Try it:
The response should consist of the records that follow, printed exactly.

Provided data:

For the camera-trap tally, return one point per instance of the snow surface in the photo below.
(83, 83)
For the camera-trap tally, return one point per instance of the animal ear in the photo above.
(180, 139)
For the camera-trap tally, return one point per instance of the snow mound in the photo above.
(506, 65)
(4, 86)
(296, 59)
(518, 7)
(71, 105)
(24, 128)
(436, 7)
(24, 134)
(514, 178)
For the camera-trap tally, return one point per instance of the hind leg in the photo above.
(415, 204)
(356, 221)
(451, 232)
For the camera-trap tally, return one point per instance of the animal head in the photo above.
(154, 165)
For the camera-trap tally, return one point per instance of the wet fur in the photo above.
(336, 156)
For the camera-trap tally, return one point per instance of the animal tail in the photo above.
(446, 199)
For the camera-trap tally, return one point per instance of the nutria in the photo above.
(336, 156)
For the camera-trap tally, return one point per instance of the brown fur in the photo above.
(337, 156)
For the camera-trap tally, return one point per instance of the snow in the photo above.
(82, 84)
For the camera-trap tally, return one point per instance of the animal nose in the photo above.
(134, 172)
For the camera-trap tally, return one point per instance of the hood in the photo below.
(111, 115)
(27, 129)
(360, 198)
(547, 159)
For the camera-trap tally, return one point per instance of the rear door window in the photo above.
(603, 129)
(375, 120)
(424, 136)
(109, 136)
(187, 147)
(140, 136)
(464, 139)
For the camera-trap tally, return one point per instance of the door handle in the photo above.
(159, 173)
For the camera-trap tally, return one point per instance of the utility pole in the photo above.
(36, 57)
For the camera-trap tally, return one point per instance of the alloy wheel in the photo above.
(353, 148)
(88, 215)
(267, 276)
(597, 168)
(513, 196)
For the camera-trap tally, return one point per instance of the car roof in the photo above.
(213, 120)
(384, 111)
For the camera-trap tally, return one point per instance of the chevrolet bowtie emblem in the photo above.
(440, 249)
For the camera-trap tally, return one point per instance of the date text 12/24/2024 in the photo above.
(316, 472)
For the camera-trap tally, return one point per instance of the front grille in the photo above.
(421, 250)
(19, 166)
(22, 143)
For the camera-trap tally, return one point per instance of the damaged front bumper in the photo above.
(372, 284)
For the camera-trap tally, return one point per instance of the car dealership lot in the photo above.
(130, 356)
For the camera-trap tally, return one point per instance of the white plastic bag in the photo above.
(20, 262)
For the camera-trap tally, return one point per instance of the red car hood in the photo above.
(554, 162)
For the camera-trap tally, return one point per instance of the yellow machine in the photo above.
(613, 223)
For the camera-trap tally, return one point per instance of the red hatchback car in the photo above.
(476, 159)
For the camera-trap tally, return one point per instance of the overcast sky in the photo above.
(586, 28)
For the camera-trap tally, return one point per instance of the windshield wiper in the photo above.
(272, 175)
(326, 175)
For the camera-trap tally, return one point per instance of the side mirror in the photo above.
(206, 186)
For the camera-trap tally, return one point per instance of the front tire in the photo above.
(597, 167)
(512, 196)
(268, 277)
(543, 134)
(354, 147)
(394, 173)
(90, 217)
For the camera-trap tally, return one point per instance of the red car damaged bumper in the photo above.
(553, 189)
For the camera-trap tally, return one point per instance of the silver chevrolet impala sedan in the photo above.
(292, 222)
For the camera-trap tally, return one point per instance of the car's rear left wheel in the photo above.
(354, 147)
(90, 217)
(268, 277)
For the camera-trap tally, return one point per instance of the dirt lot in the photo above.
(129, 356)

Task output:
For the camera-trap tally, return one point per instance of the snow surface in the photo below.
(83, 83)
For the camera-trap tally, return one point per instance of the animal ear in the photo above.
(180, 139)
For the camera-trap tally, return one point per instance of the snow mound in the photo above.
(506, 65)
(4, 86)
(296, 59)
(518, 7)
(71, 105)
(24, 128)
(436, 7)
(24, 134)
(514, 178)
For the camera-trap tally, return one point per instance of the hind leg in the photo above.
(415, 204)
(356, 221)
(451, 232)
For the camera-trap tally, return one point per instance of the animal head in the photo above.
(154, 165)
For the camera-trap tally, return one point per instance of the wet fur in the photo above.
(336, 156)
For the camera-trap tally, return one point per instance of the animal tail in the photo above.
(446, 199)
For the camera-trap tally, return one point per instance of the nutria in the photo above.
(336, 156)
For the camera-trap tally, return one point per instance of the brown fur in the photo above.
(337, 156)
For the camera-trap tally, return one point per instance of the snow in the photo above.
(82, 84)
For the camera-trap tally, return one point per instance of the animal nose in the photo above.
(134, 172)
For the camera-trap tally, return one point per instance of the hood in the photo below.
(111, 115)
(27, 129)
(360, 198)
(547, 159)
For the camera-trap tally, return one point per instance of the rear door window in the photo above.
(603, 129)
(375, 120)
(424, 136)
(109, 136)
(187, 147)
(140, 136)
(464, 139)
For the camera-trap tally, return one point per instance of the door handle in the photo above.
(159, 173)
For the camera-trap tally, return one point per instance of the utility pole in the photo above.
(36, 57)
For the camera-trap tally, return one point per instance of the alloy wheel in the photo above.
(353, 148)
(88, 215)
(267, 276)
(597, 168)
(513, 196)
For the camera-trap tally, return one point per instance of the car roof in the photo above.
(213, 120)
(384, 111)
For the camera-trap tally, return one point per instance of the chevrolet bowtie emblem in the photo above.
(440, 249)
For the camera-trap tally, return one point per instance of the date text 12/24/2024 in the photo above.
(316, 472)
For the camera-trap tally, return one point per instance of the front grille in the photo above.
(421, 250)
(19, 166)
(22, 143)
For the camera-trap tally, return one point per instance of the damaged front bumper in the photo above.
(372, 284)
For the camera-trap tally, return one point per instance of the car dealership lot in the photo above.
(130, 356)
For the camera-trap tally, return one point per instance of the white plastic bag in the photo above.
(20, 262)
For the camera-trap tally, return one point per instance of the red car hood in the photo above.
(554, 162)
For the camera-trap tally, return one point per instance of the yellow machine in the photo above.
(613, 223)
For the camera-trap tally, return one point per instance of the red hatchback car in the photo above.
(476, 159)
For the camera-trap tally, return one point per instance of the overcast sky in the photo above.
(586, 28)
For the camera-trap tally, return one point per instance of the windshield wiper in the photo above.
(272, 175)
(326, 175)
For the camera-trap tally, return one point per instance of the side mirror in the photo above.
(206, 186)
For the camera-trap tally, return one point per instance of the front tire in the photo above.
(597, 167)
(512, 196)
(268, 277)
(543, 134)
(354, 147)
(394, 173)
(90, 217)
For the camera-trap tally, return one point per instance of the red car damaged bumper in the photo above.
(553, 189)
For the camera-trap tally, return one point per instance of the silver chevrolet impala sedan in the photo above.
(292, 222)
For the camera-trap tally, return one point per instance of the car's rear left wheel in the photo above.
(354, 147)
(90, 217)
(268, 277)
For the camera-trap tally, return one point per instance of the dirt lot in the photo above.
(129, 356)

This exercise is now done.